→ Labeled-object pointing entries
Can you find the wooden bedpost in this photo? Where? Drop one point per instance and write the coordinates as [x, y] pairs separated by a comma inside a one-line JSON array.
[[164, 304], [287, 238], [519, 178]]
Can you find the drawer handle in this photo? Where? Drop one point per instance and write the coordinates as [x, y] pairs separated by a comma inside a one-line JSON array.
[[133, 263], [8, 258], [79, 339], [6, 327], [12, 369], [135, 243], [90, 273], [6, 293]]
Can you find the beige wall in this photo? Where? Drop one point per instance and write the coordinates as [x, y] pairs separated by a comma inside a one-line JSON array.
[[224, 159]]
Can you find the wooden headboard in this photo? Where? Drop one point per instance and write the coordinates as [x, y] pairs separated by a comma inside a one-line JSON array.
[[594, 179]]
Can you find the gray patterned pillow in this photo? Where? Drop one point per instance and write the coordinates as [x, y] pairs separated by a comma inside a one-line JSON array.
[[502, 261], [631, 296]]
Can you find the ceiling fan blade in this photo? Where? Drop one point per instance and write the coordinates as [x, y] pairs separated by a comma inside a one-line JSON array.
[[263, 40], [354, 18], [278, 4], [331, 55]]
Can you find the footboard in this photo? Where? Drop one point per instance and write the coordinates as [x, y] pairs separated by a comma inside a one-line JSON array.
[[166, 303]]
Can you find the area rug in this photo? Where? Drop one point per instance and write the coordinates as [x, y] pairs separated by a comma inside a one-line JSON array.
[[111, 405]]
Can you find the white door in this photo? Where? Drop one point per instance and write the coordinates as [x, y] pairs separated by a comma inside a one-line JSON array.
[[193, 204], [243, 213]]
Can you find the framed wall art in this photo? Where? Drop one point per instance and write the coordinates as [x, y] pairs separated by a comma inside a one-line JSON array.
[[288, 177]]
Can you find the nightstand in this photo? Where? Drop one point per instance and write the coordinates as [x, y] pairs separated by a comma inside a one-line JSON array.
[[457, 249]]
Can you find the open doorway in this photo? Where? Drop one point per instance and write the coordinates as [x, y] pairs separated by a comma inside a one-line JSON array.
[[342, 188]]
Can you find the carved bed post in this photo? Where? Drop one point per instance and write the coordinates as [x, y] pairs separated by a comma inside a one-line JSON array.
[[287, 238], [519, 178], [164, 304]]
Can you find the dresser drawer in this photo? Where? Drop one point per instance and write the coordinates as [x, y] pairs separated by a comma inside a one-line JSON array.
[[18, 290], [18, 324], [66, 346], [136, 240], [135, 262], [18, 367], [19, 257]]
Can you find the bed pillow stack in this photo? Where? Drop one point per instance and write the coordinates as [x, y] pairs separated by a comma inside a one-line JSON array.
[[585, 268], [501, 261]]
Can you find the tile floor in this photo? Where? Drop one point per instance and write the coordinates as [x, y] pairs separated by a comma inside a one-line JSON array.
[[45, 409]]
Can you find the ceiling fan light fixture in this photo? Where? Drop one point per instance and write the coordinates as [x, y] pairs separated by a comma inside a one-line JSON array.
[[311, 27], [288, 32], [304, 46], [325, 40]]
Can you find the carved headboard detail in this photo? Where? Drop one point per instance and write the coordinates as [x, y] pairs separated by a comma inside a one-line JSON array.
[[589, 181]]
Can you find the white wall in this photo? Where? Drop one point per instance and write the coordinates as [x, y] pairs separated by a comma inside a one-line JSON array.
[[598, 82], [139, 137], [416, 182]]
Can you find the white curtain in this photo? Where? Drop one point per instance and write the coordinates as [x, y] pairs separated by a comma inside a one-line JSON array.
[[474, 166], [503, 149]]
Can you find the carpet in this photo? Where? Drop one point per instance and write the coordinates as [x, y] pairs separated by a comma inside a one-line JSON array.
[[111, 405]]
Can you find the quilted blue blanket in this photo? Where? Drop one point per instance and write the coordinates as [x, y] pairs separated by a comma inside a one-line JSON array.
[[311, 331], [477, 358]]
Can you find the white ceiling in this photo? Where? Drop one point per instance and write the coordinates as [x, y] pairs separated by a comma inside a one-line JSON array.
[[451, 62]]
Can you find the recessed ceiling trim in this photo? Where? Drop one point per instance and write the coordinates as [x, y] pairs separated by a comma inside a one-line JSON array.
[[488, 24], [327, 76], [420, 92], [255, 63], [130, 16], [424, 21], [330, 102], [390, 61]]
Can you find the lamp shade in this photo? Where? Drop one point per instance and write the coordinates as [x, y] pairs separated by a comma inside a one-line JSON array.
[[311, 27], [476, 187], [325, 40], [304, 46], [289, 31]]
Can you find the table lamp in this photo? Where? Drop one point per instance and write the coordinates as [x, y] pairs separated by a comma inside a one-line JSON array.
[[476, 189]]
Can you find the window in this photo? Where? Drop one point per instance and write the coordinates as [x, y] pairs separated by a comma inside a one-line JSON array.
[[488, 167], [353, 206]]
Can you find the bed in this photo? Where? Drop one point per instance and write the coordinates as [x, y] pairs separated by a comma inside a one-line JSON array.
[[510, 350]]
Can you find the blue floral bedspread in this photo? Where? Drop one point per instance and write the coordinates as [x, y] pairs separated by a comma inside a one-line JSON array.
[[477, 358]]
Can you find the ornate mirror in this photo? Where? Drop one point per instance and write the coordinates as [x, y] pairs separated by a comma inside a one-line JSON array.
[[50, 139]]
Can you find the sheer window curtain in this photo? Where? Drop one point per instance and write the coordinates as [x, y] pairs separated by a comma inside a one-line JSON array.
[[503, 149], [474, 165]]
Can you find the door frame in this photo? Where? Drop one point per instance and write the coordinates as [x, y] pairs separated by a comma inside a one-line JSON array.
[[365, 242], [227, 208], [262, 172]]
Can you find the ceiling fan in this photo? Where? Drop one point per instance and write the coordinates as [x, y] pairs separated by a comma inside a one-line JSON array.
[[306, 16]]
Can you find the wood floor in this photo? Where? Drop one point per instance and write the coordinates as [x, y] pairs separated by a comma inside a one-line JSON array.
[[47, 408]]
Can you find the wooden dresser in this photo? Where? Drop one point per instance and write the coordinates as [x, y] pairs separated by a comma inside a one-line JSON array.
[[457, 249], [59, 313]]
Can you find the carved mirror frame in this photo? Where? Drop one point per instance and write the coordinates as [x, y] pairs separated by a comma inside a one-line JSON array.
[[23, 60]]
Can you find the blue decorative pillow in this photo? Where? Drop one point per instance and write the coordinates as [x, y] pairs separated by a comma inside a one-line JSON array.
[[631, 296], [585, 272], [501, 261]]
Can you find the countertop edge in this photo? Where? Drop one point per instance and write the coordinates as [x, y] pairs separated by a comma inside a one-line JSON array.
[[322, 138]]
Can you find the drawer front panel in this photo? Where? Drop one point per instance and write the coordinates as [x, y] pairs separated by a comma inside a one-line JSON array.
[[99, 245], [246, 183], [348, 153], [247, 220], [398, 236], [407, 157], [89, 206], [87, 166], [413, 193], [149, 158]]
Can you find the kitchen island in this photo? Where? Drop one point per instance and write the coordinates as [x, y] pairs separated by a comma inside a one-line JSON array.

→ Your goal
Recast every one of the items above as a numbered list, leaving out any blank lines.

→ Solution
1. Can you find the wooden bedpost in this photo? Where? Drop one point per instance and write the coordinates as [x, y] pairs separated by a comma inside a one-line JSON array.
2. [[164, 304], [287, 238], [519, 178]]
3. Can you find the drawer handle in this photo? Where? Drop one point per instance and write the coordinates as [x, y] pairs separated by a comma inside a one-line JSON array.
4. [[133, 263], [8, 258], [79, 339], [6, 327], [12, 369], [135, 243], [90, 273], [6, 293]]
5. Can you find the beige wall in this photo? Where? Drop one point per instance and write the coordinates as [x, y] pairs separated by a comma inside a one-line JSON array.
6. [[224, 159]]
7. Can you find the wooden headboard in this photo? Where? Drop one point per instance and write the coordinates as [x, y] pairs separated by a comma inside a one-line JSON array.
8. [[594, 179]]
9. Can you find the gray patterned pillow in this photo? Where? Drop one point per instance and write the coordinates as [x, y] pairs separated by a comma inside a one-line JSON array.
10. [[502, 261], [631, 296]]
11. Can you find the ceiling fan blade in this photo? Where? Drop one point per instance and write the coordinates as [x, y] pairs separated by a comma inside a one-line JSON array.
12. [[263, 40], [354, 18], [278, 4], [331, 55]]
13. Can you find the footboard in this photo? Where? Drop one point per instance and write the coordinates as [x, y] pairs separated by a comma inside a one-line JSON array.
14. [[166, 303]]
15. Can you find the area rug in this photo? Where? Drop one point per instance and write the coordinates as [x, y] pairs separated by a comma inside a one-line JSON array.
16. [[111, 405]]
17. Can you find the white door in this photo? Where? Drop one point per instance and write the coordinates as [x, y] pairs separated by a comma inside a one-line JSON array.
18. [[193, 204], [243, 213]]
19. Can you find the framed wall art in this photo? Where? Drop one point per instance and write the coordinates as [x, y] pairs separated by a comma inside a one-line JSON array.
20. [[288, 177]]
21. Can you find the nightstand in this photo? Where? Drop one point per instance and write the coordinates as [x, y] pairs separated by a comma inside a one-line JSON array.
22. [[457, 249]]
23. Can you find the open doorway in this photo? Where? Drop one point per instance and write the coordinates as [x, y] pairs separated by a comma inside a one-line JSON array.
24. [[342, 188]]
25. Can you find the carved bed post in this photo? Where? Drop one point per instance and write the coordinates as [x, y] pairs separated by a comma inside a one-line JSON array.
26. [[287, 238], [519, 178], [164, 304]]
27. Can you find the dresser drawer in this photo? Where? Drop one point per instance and write the coordinates as [x, y] pairs separated by a comma inside a one-line JSON array.
28. [[18, 290], [18, 324], [66, 346], [136, 240], [135, 262], [18, 367], [19, 257]]
29. Can you find the bed pillow stack in this photo? Where? Drop one point per instance and write the coordinates as [x, y] pairs separated by a comma inside a one-line JSON array.
30. [[585, 268], [501, 261]]
31. Can you find the tile floor in this photo? Where? Drop one point per instance and write the coordinates as [x, y] pairs separated by a comma inside a one-line JSON array.
32. [[45, 409]]
33. Can you find the ceiling fan light fixture in this photo? Where? Drop one point per instance and write the coordinates as [x, y] pairs separated by a comma inside a one-line JSON array.
34. [[311, 27], [288, 32], [304, 46], [325, 40]]
35. Can you find the carved headboard detail in this photo? Where? Drop one point per instance and write the coordinates as [x, y] pairs separated by a comma inside a one-line JSON array.
36. [[589, 181]]
37. Can you find the white wall in this photo? Where? Drop one point per instance and write the coordinates as [x, y] pairs separated by a comma inside a one-line JSON array.
38. [[598, 82], [139, 137], [416, 182]]
39. Can you find the white curtain in this photo? Where? Drop one point per instance and write the coordinates as [x, y] pairs separated by a comma inside a one-line JSON array.
40. [[474, 166], [503, 149]]
41. Can you find the carpet in this photo? Where? Drop one point per instance and write the coordinates as [x, y] pairs separated by a comma inside a one-line JSON array.
42. [[111, 405]]
43. Can you find the quilted blue blanket in this photo? Where? Drop one point per instance and write the coordinates as [x, y] pairs separated by a comma inside a one-line JSON array.
44. [[311, 331], [477, 358]]
45. Can you find the white ceiling in this photo? Where? Drop one point per instance and write the coordinates as [x, y] pairs separated by a comma inside a one-line JSON array.
46. [[451, 62]]
47. Can you find the recessed ceiling trim in this photo? Where? Drop one point per instance and write the coordinates as [x, y] pairs separated by a comma inside a one-line JSON array.
48. [[488, 24], [327, 76], [420, 92], [255, 63], [130, 16], [424, 21], [330, 102], [390, 61]]
49. Can you find the lamp shade in this photo? Where? Drop one point per instance and write the coordinates as [x, y] pairs separated by a comma inside a one-line JSON array.
50. [[311, 27], [476, 187], [325, 40], [304, 46], [289, 31]]
51. Can you find the table lamp in this photo? Where? Drop one point per instance and write the coordinates as [x, y] pairs separated by a comma inside a one-line JSON array.
52. [[476, 189]]
53. Can you find the window in this photo? Where? Drop one point per instance and write the coordinates as [x, y] pairs separated by a comma inside a one-line JSON array.
54. [[488, 167], [353, 206]]
55. Can you find the bed in this photo? Where? Drop one point per instance and write the coordinates as [x, y] pairs separated by a comma inside a one-line JSON array.
56. [[510, 350]]
57. Can you find the blue floral bedspread in this photo? Where? Drop one point per instance and write the coordinates as [x, y] pairs separated by a comma inside a one-line JSON array.
58. [[477, 358]]
59. Can you find the ornate mirror in this photo? Where? Drop one point per instance and write the coordinates as [x, y] pairs separated by a comma inside a one-line JSON array.
60. [[50, 139]]
61. Can you find the sheer window curtain in this photo? Where? Drop one point per instance and write the coordinates as [x, y] pairs separated by a comma inside a one-line JSON array.
62. [[503, 149], [474, 165]]
63. Can you find the door frame in this photo? Where? Drop one point per instance and write the coordinates as [x, y] pairs separated by a comma inside a one-line JSON array.
64. [[365, 242], [227, 208], [262, 172]]
65. Can you find the ceiling fan in this photo? Where? Drop one point per instance and write the coordinates as [x, y] pairs separated by a comma inside a one-line JSON array.
66. [[306, 16]]
67. Can you find the wood floor in this photo? Where? Drop one point per instance and write the coordinates as [x, y] pairs separated by a comma inside a one-line JSON array.
68. [[47, 408]]
69. Can you find the wooden dresser in this photo? Where? Drop one point per instance and write the coordinates as [x, y] pairs separated by a comma inside a one-line JSON array.
70. [[457, 249], [59, 313]]
71. Can you find the carved mirror frame in this photo? Where? Drop one point per instance and write the coordinates as [x, y] pairs separated by a comma inside a one-line JSON array.
72. [[23, 60]]
73. Can you find the blue decorative pillow in this photo? Where? Drop one point per instance and write the coordinates as [x, y] pairs separated by a comma inside a one-line JSON array.
74. [[631, 296], [585, 272], [501, 261]]
75. Can you find the countertop edge in this photo? Where? Drop one point per instance and write the coordinates as [x, y] pairs separated by a comma inside a one-line JSON array.
76. [[322, 138]]
77. Can you find the drawer front panel in this photo? Where? Drop one point per instance and write the coordinates as [x, y] pairs separated by a comma inside a one-line JSON array.
78. [[99, 245], [246, 183], [348, 153], [247, 220], [398, 236], [407, 157], [89, 206], [87, 166], [413, 193], [149, 158]]
79. Can you find the kitchen island in this photo? Where? Drop one point per instance and write the coordinates as [x, y] pairs separated by a comma inside a one-line JSON array.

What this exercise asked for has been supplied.